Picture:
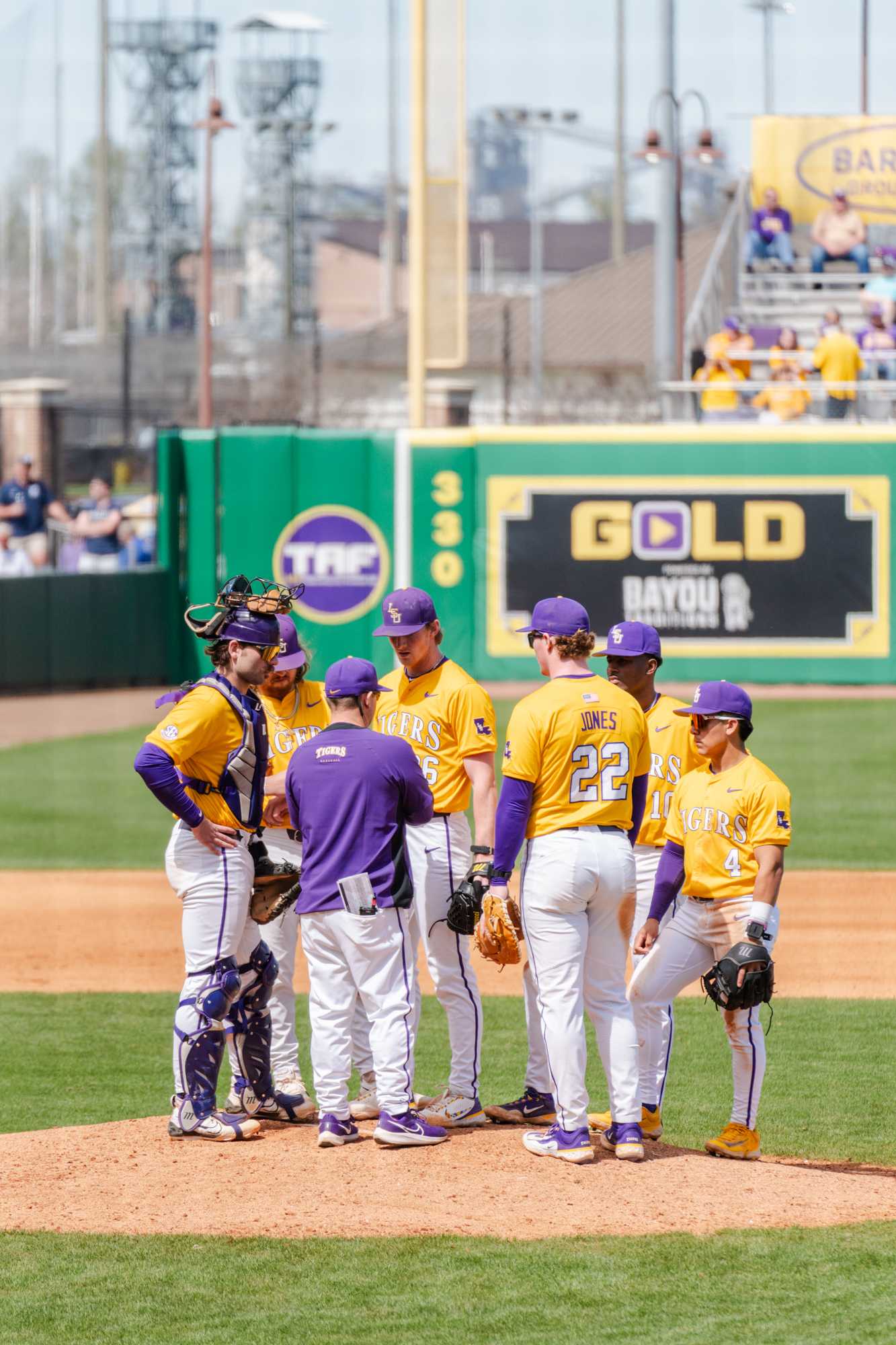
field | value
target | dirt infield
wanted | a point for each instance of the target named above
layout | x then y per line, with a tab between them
139	949
128	1178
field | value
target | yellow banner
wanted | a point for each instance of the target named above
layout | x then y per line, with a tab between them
806	159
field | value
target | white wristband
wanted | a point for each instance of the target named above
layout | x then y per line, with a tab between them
760	911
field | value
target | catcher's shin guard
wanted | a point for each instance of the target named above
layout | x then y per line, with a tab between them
251	1020
201	1042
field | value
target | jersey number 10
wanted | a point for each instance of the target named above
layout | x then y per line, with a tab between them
611	775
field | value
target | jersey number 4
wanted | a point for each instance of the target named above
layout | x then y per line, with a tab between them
611	775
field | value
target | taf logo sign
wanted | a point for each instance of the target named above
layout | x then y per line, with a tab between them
342	559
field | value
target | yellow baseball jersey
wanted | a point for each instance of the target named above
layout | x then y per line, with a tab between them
720	820
200	734
292	722
446	718
671	757
580	742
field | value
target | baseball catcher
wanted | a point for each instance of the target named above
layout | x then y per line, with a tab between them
744	978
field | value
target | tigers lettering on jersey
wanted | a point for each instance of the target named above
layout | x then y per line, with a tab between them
296	719
671	757
580	742
720	820
446	718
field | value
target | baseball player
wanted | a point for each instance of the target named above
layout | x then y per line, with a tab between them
450	723
295	711
352	793
633	658
725	839
206	762
576	763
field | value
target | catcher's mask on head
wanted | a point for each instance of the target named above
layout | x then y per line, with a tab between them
256	598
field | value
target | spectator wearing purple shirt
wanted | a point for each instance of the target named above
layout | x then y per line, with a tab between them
770	232
350	793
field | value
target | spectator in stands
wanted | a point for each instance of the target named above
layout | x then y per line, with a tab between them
881	289
838	235
784	399
786	353
25	502
13	562
770	233
876	338
99	525
838	361
720	400
731	341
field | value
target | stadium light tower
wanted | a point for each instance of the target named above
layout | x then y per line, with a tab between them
768	9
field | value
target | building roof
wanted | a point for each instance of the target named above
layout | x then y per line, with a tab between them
599	319
568	245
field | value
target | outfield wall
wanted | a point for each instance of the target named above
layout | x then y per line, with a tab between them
759	558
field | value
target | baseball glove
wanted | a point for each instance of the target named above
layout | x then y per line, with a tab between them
498	931
464	905
275	887
721	985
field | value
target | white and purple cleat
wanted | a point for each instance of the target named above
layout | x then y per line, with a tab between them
408	1130
626	1140
573	1147
333	1132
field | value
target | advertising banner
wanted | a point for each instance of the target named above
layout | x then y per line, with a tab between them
806	159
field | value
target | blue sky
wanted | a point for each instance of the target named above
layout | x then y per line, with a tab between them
520	52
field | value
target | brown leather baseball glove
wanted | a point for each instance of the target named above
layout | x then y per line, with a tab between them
498	931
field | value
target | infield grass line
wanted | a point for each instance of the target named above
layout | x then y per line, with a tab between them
792	1286
827	1094
77	804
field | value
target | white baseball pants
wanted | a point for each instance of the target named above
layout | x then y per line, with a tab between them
689	946
366	958
282	938
439	856
214	892
577	899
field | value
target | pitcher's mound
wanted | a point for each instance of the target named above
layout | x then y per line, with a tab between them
128	1178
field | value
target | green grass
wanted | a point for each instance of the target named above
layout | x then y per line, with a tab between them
772	1288
827	1093
77	804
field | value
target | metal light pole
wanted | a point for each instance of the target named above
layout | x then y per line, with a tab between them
212	126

·····

* Task goal *
Copy all the lines of data exactly as they appear, dropping any images.

* Completed task *
Picture:
field | value
target | dirt infield
wanted | a point for each instance of the target named above
layout | x then y per line, with a tab between them
139	949
128	1178
field | value
target | yellow banner
wanted | a point for each instance of the target named above
layout | x then y per line, with a tab between them
806	159
field | value
target | white wristband
wanted | a point for each instance of the target named above
layout | x then y per line, with a tab between them
760	911
field | value
target | catcher's shin guard
wanted | a point for each instance of the target named above
layout | x then y per line, with a tab between them
251	1020
201	1042
field | value
target | jersey number 10
wanted | a point for each instance of the target named above
layout | x then y per line, with a tab between them
611	775
field | value
target | jersey number 4
wanted | a point for each instance of the target named above
layout | x then y per line, with a tab between them
611	775
field | value
target | taf logo sign
wanted | a point for each instance of the target named above
layout | x then y per line, with a tab between them
342	559
field | value
target | yellow baseball jersey
wanted | a point for each instance of the target named above
layout | x then y per line, with a tab between them
720	820
200	734
292	722
446	718
671	757
580	742
field | value
target | baseball catcher
wanted | a point for each instance of the target named above
layout | x then y per line, with a tab between them
744	978
field | value
target | tigers lettering on jersey
wanted | a point for each instance of the target named above
layout | x then y per line, with a tab between them
296	719
671	757
580	742
720	820
446	718
field | value
target | baseball player
wanted | a point for each instance of the target named above
layout | x then y per line, with a tab between them
450	723
295	711
352	793
633	658
725	839
206	762
576	763
field | value
target | catcher's mask on head
wanted | a point for each instance of the target named above
layout | x then y per line, with a tab between them
256	598
field | value
target | spectator wearing purple shirt
wanted | a point for each instance of the target named above
layout | x then y per line, with a tab between them
770	232
350	793
field | value
target | spectator in stands
wanted | a point for each instance of the target named above
layout | x then y per line, with a tab between them
881	289
838	235
784	399
786	353
25	502
13	562
770	233
876	338
99	525
838	361
720	400
731	341
field | value
target | stadium light tower
wanted | a point for each instance of the target named above
layout | x then y per line, with a tab between them
768	9
field | value
target | building roof
wanted | a point for each instance of the target named above
layout | x then y per line, with a tab between them
599	319
568	245
field | value
target | outfield wall
wanted | a point for each instance of the target named above
layout | x then y per line, with a tab between them
759	558
field | value
target | baseball glove
wanted | a point for each instance of the target named above
layout | x then y per line, with a tab between them
498	931
464	905
275	887
721	985
field | value
target | white and purple cleat
wanted | a point for each instance of the target named above
layout | x then y per line, with a tab between them
408	1130
626	1140
573	1147
333	1132
field | value
target | advertising banner
wanted | a point for each instance of the target named above
layout | x then y per line, with a tab between them
806	159
field | value
target | blue sky
wanted | a point for each instance of the target named above
layout | x then y per line, with a tab between them
520	52
field | value
target | brown leather baseball glove
wanted | a point for each instance of the target named above
layout | x then y per line, with a tab between them
498	931
field | value
target | infield grass line
wanted | a point for each instance of the target named above
layout | x then y per line, with a tab between them
792	1286
827	1094
77	804
field | value
target | white baseball pants
wanted | a point for each instance of the target named above
layout | x then y per line, with a tab between them
689	946
366	958
282	938
439	856
214	892
577	899
field | value
target | pitcher's mound
wanted | a point for each instance of the target named above
layout | x then y per line, with a tab between them
128	1178
field | value
target | green grass
wanted | a point for each instance of the target named above
layout | x then y per line, with a tab between them
772	1288
827	1093
77	804
field | value
target | metal light pole
wanted | a point for each instance of the target named above
layout | x then y per line, with a tab between them
212	126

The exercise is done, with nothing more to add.